##### Excerpted data #####
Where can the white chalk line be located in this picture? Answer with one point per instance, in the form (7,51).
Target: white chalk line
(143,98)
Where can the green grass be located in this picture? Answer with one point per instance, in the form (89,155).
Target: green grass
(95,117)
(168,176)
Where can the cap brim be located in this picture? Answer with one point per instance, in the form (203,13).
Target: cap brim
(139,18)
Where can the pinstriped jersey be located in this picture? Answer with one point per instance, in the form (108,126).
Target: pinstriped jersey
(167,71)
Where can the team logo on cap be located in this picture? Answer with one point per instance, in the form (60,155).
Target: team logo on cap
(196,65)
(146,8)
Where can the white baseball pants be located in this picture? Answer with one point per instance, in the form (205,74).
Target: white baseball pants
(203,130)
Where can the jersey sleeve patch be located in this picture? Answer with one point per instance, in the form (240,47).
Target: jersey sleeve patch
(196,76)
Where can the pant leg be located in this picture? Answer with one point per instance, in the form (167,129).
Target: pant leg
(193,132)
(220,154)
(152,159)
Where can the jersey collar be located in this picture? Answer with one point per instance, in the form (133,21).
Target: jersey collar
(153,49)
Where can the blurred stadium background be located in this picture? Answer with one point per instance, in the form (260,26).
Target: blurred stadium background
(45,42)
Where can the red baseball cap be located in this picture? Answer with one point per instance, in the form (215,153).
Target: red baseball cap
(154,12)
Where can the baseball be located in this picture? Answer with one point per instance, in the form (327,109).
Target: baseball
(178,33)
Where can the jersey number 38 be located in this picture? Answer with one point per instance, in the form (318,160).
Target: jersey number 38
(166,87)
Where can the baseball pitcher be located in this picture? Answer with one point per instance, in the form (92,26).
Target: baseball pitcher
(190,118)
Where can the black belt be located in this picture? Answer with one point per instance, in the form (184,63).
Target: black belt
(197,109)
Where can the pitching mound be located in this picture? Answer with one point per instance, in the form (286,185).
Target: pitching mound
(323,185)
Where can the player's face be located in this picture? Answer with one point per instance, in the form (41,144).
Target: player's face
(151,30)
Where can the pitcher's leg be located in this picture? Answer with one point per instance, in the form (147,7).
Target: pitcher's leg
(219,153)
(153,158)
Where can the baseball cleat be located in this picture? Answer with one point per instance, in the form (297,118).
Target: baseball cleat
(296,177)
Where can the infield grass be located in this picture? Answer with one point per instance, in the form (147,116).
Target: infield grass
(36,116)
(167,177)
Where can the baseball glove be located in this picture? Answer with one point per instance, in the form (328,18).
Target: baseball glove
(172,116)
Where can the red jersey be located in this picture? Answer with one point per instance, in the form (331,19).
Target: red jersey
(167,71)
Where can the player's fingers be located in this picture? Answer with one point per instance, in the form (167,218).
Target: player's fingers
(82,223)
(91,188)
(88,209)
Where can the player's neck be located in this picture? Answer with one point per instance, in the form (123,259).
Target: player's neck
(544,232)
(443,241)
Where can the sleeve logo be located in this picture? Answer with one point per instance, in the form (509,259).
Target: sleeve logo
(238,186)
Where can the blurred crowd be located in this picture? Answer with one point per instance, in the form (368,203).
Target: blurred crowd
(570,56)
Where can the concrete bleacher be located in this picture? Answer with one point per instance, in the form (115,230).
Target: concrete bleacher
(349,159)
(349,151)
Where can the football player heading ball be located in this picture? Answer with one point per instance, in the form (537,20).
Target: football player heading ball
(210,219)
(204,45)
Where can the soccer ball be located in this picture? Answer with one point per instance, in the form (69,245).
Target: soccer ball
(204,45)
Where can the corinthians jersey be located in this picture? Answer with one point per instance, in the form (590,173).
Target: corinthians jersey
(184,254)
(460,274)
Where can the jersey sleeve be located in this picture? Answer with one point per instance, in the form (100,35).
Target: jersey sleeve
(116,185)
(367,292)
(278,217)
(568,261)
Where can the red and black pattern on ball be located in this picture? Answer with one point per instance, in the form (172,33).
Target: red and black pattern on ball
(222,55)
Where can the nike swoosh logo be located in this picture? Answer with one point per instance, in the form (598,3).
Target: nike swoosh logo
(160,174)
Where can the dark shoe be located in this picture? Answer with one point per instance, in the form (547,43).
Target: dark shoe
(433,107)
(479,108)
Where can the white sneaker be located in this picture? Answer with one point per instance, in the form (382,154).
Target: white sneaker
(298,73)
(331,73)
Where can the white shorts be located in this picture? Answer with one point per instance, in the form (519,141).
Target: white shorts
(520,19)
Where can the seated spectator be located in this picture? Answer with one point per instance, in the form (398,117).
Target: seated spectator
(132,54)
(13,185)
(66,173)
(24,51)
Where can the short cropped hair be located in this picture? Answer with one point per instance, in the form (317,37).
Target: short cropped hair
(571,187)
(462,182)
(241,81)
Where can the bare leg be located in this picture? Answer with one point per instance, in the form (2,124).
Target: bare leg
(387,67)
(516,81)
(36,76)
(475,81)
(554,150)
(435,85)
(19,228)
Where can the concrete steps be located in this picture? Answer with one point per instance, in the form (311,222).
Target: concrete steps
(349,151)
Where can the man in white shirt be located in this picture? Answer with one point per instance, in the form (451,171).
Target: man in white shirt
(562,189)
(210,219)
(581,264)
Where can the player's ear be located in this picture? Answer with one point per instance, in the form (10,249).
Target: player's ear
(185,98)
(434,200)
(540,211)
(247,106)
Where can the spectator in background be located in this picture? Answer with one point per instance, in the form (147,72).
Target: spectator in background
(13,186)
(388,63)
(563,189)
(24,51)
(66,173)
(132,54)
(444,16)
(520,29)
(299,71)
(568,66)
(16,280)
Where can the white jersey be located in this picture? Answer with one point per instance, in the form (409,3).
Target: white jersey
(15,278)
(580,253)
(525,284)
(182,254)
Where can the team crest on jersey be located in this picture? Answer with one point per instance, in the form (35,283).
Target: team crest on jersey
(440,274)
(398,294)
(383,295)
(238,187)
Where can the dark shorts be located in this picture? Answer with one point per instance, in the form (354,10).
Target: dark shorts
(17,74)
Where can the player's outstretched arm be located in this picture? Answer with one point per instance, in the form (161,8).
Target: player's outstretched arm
#####
** Directions **
Write the material out again word for word.

** Full answer **
Where can the white chalk line be located in this picture? Answer with one point per instance, in the form (7,51).
Target: white chalk line
(143,98)
Where can the green grass be located in this picture? Answer with one point per instance, in the form (89,155).
Target: green grass
(95,117)
(168,176)
Where can the cap brim be located in this picture? Answer with one point per instance, in the form (203,13).
Target: cap brim
(139,18)
Where can the pinstriped jersey be located in this picture? Answer with one point per instance, in the form (108,126).
Target: pinstriped jersey
(167,71)
Where can the team logo on cap be located in this picture? Answer with one point per instance, in the form (60,155).
Target: team logo on cap
(196,65)
(146,8)
Where can the white baseball pants be located in this picture? Answer with one point per instance, in the form (205,74).
Target: white baseball pants
(203,130)
Where can the jersey sleeve patch be located in this picture? Answer with one point per instance, in the form (240,47).
Target: jersey sleeve patch
(196,76)
Where can the pant leg be located in this picture? Answer with one point per instance, in the form (167,129).
Target: pant leg
(193,132)
(220,154)
(152,159)
Where can the jersey collar be located in this picture? Answer with one point per instance, in the form (133,21).
Target: jersey collar
(153,49)
Where can the blurred stadium background be located in this picture? Answer with one point per instance, in the form (260,26).
Target: blurred stadium background
(45,42)
Where can the red baseball cap be located in this picture? Answer with one point per instance, in the form (215,153).
Target: red baseball cap
(154,12)
Where can the baseball be located in this picture? Answer with one point per instance, in the form (327,109).
Target: baseball
(178,33)
Where can the jersey number 38 be located in this picture? Answer with one point per instance, in the form (318,160).
Target: jersey number 38
(166,87)
Where can the baseball pitcher be located in this picture? Answer with one point per instance, in the form (92,26).
Target: baseball pitcher
(190,118)
Where can the black belt be located in this picture? Answer with one point per instance, in the form (184,63).
Target: black belt
(197,109)
Where can the pitching mound be located in this picture? Answer with one point per instance, in the form (286,185).
Target: pitching mound
(323,185)
Where can the player's face be located in this picture? Answer with one point per instance, in the form (41,144).
Target: player's face
(151,30)
Where can the pitcher's leg be located in this picture? Answer with one point per instance, in the form (147,7).
Target: pitcher's leg
(219,153)
(153,158)
Where can the baseball cleat be located in this picture? Answer with one point per instance, in the form (297,118).
Target: baseball cleat
(296,177)
Where can the infield grass be located in this picture? Answer with one point per instance, in the form (147,116).
Target: infield grass
(36,116)
(167,177)
Where can the baseball glove be located in this picture? Answer with one point per instance, in the form (328,18).
Target: baseball glove
(172,116)
Where can the red jersey be located in this picture? Answer with one point per instance, in the form (331,19).
Target: red jersey
(167,71)
Where can the player's fingers be located in this picture? Answer with one point per instance, in the form (167,218).
Target: player's fingers
(82,223)
(91,188)
(88,209)
Where can the player's neck be located in this picture? Answer with one point per instance, in the form (123,259).
Target: player's neck
(544,232)
(443,241)
Where can the sleeve logo be located in this picture? Answer with one point per instance, in the form (509,259).
Target: sleeve logo
(238,186)
Where can the blurred crowd be located in this picture? Answer with one point per instance, in the form (368,203).
Target: blurred crowd
(570,56)
Where can the concrete bleacher be located in this picture? Answer with one point per instance, in the form (115,230).
Target: concrete bleacher
(349,159)
(349,151)
Where can the football player heading ball be located in this picture? Answer with one point per instance, in the form (537,20).
Target: football player heading ball
(210,219)
(204,45)
Where can the soccer ball be located in this picture? Answer with one point per instance, in the form (69,245).
Target: soccer ball
(204,45)
Where can the corinthians jersey be located in this picture? Answer with one point per instance, in the form (590,173).
Target: corinthians jersey
(184,254)
(460,274)
Where can the jersey sleeve be located in this picture? Answer with one point per instance, in the form (100,35).
Target: jersey sleeve
(116,185)
(367,292)
(278,217)
(568,261)
Where can the red and black pattern on ball be located in this picture? Answer with one point per instance, in the form (172,33).
Target: red and black pattern on ball
(222,55)
Where can the nike swoosh logo be located in this picture? Answer with one point per instance, in the form (598,3).
Target: nike swoosh logo
(160,174)
Where can the dark shoe be located in this picture? Answer with one point per instance, in the form (547,43).
Target: dark shoe
(433,107)
(479,108)
Where can the white sneaker be located in this picture? Answer with one point per instance, in the form (382,154).
Target: white sneaker
(298,73)
(331,73)
Where can the white shorts be located in this picture? Answer with one point per instance, in the form (519,141).
Target: white shorts
(520,19)
Where can the seated spectator be located in this picture? Answer with one point per instance, in the form (398,117).
Target: seated spectator
(132,54)
(13,185)
(66,173)
(24,51)
Where can the short cropped hair be located in this picture? Answer with one point per instance, in the form (317,37).
Target: short cropped hair
(571,187)
(462,182)
(241,81)
Where can the bare leg be located in this picture? Answer with one point per instance, in the form (2,124).
Target: bare leg
(387,67)
(516,81)
(36,76)
(475,81)
(554,150)
(435,85)
(19,228)
Where can the concrete steps be located in this picture? Answer with one point per instance, in the form (311,222).
Target: concrete steps
(349,151)
Where can the man in white shirt be located in this picture? Answer with one point per instance, in the form (451,171).
Target: man in white shirt
(562,189)
(210,219)
(581,264)
Where can the player's ear be located in this picture? Answer with one point per instance, in the form (10,249).
Target: player's ear
(185,98)
(434,200)
(540,211)
(247,106)
Where can the spectator in background be located in this picture? Answer with one point per instance, in the form (147,72).
Target: spectator in background
(13,186)
(388,63)
(563,189)
(24,51)
(66,173)
(132,54)
(444,16)
(520,29)
(299,71)
(568,66)
(16,280)
Where can the white jersey be located in this picture? Answer with one point per instance, in the form (409,3).
Target: white jersey
(15,278)
(580,253)
(525,284)
(182,254)
Where can the team crest on jersey be located in this picture? Answer with one point per instance, in the form (35,283).
Target: team crest on jersey
(440,274)
(398,294)
(383,295)
(238,187)
Where can the dark shorts be located in this picture? Answer with one point per instance, in the form (354,10).
Target: dark shorts
(17,74)
Where can the player's outstretched arm be located in this picture? Answer with one point per instance, in the form (161,8).
Target: player's outstretched arm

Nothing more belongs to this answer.